• 本文:
関連の科目としては、国際政治史、国際政治を履修済みであると講義の理解が円滑になります。未履修の方は並行履修も検討するか、シラバス等を参照して各自で学習することを薦めます。また、政治史A1・A2、政治思想史B1・B2、EU政治論1・2、等と並行して履修するとさらに理解が深まるものと思われます。
この講義は火曜日の4限目に開講されますが、同じ曜日の3限目に、同じ教室で、比較政治論1・2が開講されています。担当者が同じですので、関連する内容がたくさんあります。並行して履修すると理解が深まります。
授業で使用する言語
日本語
授業で使用する言語(その他の言語)
授業の概要
この講義では、第二次世界大戦以降の西欧の政治史を中心に扱います。主な関心は、戦後秩序、経済変動への政治的な対応、グローバル化とポピュリズム、等になります。
科目目的
カリキュラム全体において、政治史Bの講義には(1と2を総合して)ふたつの目的があります。
第一に、近代以降の政治における諸概念の基礎となる制度が立ち上がった場面を具体的に想起できるように、実際の出来事を基礎として過程を把握することです。具体的な過程を把握することが概念の内実を精密に理解することに繋がり、より高度な一般的・抽象的な思考を可能にすると想定されます。
このような目的に即して考えると、政治史B2の目的のひとつは、福祉国家の形成や発展、あるいはその成熟の過程において、議会制民主主義がどのような役割を果たしたかを具体的な過程に即して理解することが挙げられます。
第二の目的として、政治学における「(実証的な)理論」形成の具体的な過程を経験することです。
政治学に限らず、多くの学問が具体的な観察事実を基礎としつつそれを包摂する「理論」の形成を試みます。それらは、もちろん、新たな観察事実によって修正される可能性のある「仮説」的なものではあります。しかしながら、「理論」や「分析枠組み」なしには、ばらばらに見える膨大な事実は観測することすら困難になりますので、政治や歴史に限らず、社会的な現象を観察するためには何らかの枠組みが必要になります。
政治学を学ぶ際には、既存の理論を身につけること自体は重要ですが、それだけでは不十分です。多くの場合、政治現象の表象は時代とともに変遷します。そのため、既存の理論を「そのまま」使うことは容易ではありません。そこで、背景にある社会認識や人々の行動原理への理解・想定を踏まえて、理論を修正しつつ活用する必要があります。このような修正には、理論の構造への深い理解が不可欠です。

• データ項目:
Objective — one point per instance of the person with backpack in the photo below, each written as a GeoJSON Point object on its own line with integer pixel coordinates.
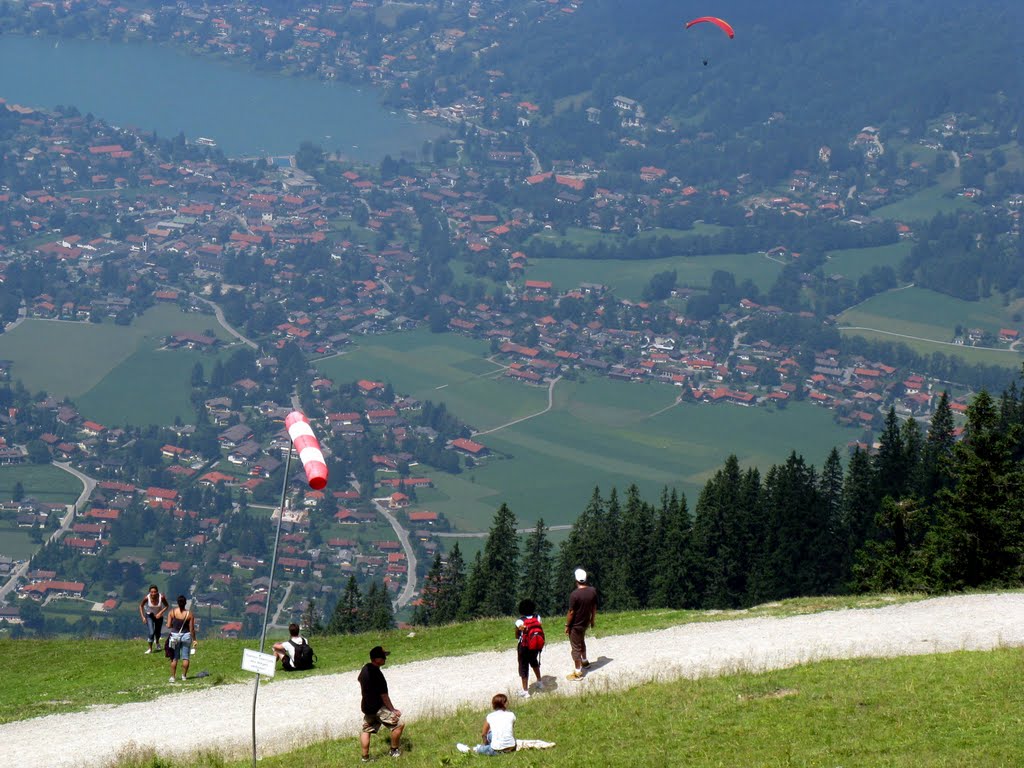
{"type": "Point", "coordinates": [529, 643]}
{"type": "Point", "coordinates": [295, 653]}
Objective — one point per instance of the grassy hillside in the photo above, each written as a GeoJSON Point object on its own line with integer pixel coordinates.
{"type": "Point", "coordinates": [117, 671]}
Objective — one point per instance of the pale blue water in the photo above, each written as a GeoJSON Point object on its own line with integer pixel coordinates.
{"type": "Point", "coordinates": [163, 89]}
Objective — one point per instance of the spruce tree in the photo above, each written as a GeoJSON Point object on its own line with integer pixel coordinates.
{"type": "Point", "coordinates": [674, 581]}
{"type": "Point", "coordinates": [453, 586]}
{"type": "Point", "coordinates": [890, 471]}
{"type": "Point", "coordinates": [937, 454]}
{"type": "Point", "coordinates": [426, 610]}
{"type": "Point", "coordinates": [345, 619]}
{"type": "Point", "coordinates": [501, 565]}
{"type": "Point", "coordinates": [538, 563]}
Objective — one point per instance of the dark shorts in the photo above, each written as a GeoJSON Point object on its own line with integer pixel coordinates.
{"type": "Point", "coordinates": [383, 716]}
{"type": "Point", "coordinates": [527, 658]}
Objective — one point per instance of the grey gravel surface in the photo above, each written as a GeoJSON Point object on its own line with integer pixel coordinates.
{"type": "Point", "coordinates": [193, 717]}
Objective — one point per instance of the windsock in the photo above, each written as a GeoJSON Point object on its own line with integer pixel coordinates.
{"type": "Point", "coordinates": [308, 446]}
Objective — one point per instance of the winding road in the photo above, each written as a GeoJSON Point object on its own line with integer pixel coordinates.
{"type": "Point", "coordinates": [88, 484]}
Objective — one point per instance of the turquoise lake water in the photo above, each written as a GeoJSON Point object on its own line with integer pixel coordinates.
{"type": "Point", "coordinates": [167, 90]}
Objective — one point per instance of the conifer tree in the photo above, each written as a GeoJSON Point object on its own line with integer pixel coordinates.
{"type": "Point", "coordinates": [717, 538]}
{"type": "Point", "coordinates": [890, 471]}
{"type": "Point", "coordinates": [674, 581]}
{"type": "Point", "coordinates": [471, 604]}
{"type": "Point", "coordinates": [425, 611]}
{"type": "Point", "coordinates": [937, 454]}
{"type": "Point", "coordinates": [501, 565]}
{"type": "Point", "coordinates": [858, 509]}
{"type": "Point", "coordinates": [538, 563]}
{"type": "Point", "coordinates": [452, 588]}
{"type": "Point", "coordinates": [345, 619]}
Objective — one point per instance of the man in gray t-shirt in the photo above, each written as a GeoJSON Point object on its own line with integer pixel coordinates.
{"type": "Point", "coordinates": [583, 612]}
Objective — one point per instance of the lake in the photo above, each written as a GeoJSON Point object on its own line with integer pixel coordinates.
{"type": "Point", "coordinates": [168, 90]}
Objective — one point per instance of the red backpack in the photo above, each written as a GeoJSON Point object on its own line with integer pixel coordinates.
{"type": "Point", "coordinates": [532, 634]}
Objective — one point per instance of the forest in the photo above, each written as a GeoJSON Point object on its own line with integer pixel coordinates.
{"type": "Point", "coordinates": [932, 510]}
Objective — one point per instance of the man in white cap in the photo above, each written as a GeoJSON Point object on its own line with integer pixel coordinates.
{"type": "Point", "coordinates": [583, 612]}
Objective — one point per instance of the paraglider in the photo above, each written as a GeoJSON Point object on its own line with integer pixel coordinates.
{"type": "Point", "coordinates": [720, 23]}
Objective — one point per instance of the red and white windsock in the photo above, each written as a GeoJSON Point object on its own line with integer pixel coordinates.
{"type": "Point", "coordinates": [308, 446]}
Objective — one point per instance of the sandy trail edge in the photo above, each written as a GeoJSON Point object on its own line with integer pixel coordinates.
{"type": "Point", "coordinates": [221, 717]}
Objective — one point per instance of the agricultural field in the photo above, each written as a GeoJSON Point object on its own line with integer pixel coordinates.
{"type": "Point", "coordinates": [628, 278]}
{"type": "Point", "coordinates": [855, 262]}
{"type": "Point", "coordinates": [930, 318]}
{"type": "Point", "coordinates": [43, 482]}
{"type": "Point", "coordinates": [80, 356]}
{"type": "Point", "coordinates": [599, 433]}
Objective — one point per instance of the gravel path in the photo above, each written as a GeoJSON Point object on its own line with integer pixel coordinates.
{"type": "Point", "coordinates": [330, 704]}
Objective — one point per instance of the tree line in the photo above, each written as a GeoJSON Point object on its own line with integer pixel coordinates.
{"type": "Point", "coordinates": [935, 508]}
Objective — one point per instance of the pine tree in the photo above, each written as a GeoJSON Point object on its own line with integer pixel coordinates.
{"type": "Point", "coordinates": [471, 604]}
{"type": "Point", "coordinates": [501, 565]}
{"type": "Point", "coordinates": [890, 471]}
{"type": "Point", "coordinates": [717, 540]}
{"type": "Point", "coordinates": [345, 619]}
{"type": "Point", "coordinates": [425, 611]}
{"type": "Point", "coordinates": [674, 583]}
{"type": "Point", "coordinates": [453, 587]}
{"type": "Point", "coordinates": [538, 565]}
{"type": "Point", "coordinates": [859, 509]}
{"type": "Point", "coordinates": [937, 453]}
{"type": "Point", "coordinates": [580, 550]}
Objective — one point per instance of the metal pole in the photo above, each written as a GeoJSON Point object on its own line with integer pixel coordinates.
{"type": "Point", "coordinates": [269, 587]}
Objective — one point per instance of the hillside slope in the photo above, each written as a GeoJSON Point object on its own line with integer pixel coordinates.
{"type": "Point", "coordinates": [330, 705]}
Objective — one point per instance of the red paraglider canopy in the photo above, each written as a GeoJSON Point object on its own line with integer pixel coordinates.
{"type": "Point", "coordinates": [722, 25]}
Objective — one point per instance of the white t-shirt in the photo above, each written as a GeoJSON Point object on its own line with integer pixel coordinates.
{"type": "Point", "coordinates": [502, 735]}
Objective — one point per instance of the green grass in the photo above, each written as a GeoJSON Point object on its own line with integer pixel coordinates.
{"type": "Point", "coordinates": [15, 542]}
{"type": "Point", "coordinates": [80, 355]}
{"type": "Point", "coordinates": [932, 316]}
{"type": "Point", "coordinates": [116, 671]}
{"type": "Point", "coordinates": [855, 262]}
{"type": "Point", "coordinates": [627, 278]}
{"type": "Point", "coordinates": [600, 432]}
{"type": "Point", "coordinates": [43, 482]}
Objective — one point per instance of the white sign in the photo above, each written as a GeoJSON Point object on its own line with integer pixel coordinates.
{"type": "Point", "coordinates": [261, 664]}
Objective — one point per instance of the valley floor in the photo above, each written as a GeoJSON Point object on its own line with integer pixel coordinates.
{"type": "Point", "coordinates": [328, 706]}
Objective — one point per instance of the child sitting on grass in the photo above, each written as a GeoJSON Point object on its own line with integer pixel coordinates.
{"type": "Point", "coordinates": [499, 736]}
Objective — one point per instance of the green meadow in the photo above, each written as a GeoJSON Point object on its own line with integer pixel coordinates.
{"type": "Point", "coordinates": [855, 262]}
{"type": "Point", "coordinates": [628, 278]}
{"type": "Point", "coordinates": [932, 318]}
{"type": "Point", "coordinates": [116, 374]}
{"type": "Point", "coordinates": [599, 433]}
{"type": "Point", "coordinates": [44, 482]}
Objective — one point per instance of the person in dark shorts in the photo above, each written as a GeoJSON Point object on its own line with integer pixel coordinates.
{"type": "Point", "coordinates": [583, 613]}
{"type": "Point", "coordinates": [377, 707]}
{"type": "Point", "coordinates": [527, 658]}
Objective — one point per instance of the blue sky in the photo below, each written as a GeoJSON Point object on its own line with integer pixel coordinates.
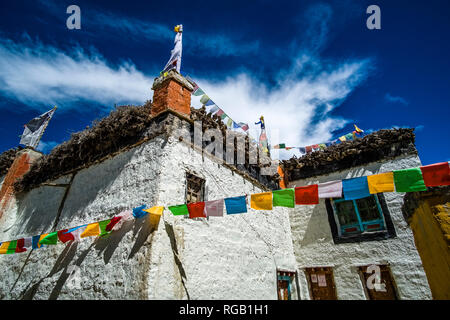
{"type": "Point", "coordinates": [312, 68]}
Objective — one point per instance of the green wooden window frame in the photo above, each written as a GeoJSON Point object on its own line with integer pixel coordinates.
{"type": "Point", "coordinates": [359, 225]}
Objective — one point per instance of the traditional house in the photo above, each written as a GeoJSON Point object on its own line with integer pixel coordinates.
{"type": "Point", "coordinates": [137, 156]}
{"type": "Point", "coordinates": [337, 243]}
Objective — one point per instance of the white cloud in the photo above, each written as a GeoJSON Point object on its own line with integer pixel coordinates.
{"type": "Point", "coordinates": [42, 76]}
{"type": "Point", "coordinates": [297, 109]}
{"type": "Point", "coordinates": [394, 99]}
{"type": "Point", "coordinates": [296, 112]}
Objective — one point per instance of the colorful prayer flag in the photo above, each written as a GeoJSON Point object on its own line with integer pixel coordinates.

• 課題:
本文の「授業の概要」で講義の主な関心とされているものを、すべて書き出してください。 項目は参照しなくてかまいません。

• 解答:
・戦後秩序
・経済変動への政治的な対応
・グローバル化とポピュリズム